→ SHORT EXERCISE
Rewrite the material below with "polygon" replaced by "outline" wherever it occurs, keeping everything else the same.

→ SUPPLIED INFORMATION
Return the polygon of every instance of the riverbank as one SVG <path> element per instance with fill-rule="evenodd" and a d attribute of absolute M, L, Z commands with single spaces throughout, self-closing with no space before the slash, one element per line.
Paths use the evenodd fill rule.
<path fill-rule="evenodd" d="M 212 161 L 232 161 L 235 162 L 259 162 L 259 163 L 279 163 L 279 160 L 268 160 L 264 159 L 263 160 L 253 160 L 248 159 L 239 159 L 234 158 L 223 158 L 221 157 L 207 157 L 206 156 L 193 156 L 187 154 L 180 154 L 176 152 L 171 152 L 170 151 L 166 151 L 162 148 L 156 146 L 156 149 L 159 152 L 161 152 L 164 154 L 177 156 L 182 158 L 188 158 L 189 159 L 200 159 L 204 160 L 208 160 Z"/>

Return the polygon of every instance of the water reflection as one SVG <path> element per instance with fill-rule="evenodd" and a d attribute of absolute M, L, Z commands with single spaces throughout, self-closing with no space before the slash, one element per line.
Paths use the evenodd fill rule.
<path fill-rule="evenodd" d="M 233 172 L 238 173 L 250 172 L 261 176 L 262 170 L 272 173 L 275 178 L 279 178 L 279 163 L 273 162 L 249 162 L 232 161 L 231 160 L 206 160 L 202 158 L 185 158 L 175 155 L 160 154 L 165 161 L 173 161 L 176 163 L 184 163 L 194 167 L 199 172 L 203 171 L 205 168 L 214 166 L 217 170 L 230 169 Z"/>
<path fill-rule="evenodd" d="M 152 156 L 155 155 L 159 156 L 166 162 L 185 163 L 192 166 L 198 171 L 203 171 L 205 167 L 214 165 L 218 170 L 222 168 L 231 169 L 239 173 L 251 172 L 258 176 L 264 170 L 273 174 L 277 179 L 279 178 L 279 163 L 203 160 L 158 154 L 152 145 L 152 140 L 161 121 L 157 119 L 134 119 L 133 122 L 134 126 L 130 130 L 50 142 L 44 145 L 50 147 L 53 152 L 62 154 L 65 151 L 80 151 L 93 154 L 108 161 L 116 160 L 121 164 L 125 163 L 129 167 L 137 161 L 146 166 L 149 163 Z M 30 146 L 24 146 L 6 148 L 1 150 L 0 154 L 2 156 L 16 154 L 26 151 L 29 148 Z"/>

→ WRITTEN RESPONSE
Return the outline of every instance of the riverbank as one SVG <path> element per instance with fill-rule="evenodd" and a d attribute of absolute M, L, Z commands with single spaces throughout, self-closing with no space before the slash, one element per line.
Paths use the evenodd fill rule.
<path fill-rule="evenodd" d="M 212 161 L 232 161 L 235 162 L 259 162 L 259 163 L 279 163 L 279 160 L 268 160 L 264 159 L 263 160 L 253 160 L 248 159 L 239 159 L 234 158 L 223 158 L 221 157 L 207 157 L 206 156 L 193 156 L 187 154 L 180 154 L 176 152 L 171 152 L 170 151 L 166 151 L 162 148 L 156 146 L 156 149 L 159 152 L 161 152 L 164 154 L 177 156 L 182 158 L 188 158 L 189 159 L 200 159 L 204 160 L 208 160 Z"/>

Return the outline of every instance of the water reflection as one SVG <path> element per instance with fill-rule="evenodd" and a d attribute of absolute M, L, Z commands with single spaces throughout, self-closing with no space before the slash, one element per line.
Paths use the evenodd fill rule.
<path fill-rule="evenodd" d="M 233 172 L 238 173 L 250 172 L 261 176 L 262 170 L 272 173 L 275 178 L 279 178 L 279 163 L 273 162 L 249 162 L 232 161 L 231 160 L 206 160 L 202 158 L 185 158 L 175 155 L 160 154 L 165 161 L 173 161 L 176 163 L 184 163 L 194 167 L 199 172 L 203 171 L 205 168 L 214 166 L 217 170 L 230 169 Z"/>
<path fill-rule="evenodd" d="M 152 156 L 155 155 L 159 156 L 166 162 L 185 163 L 192 166 L 198 171 L 203 171 L 205 167 L 214 165 L 218 170 L 222 168 L 231 169 L 239 173 L 251 172 L 258 176 L 264 170 L 273 174 L 277 179 L 279 178 L 279 163 L 203 160 L 158 154 L 152 145 L 152 140 L 161 121 L 157 119 L 134 119 L 133 122 L 134 126 L 130 130 L 50 142 L 44 145 L 50 147 L 53 152 L 62 154 L 65 151 L 80 151 L 93 154 L 108 161 L 116 160 L 121 164 L 125 163 L 129 167 L 137 161 L 146 166 L 149 163 Z M 30 146 L 24 146 L 6 148 L 1 150 L 0 154 L 2 156 L 16 154 L 26 151 L 29 148 Z"/>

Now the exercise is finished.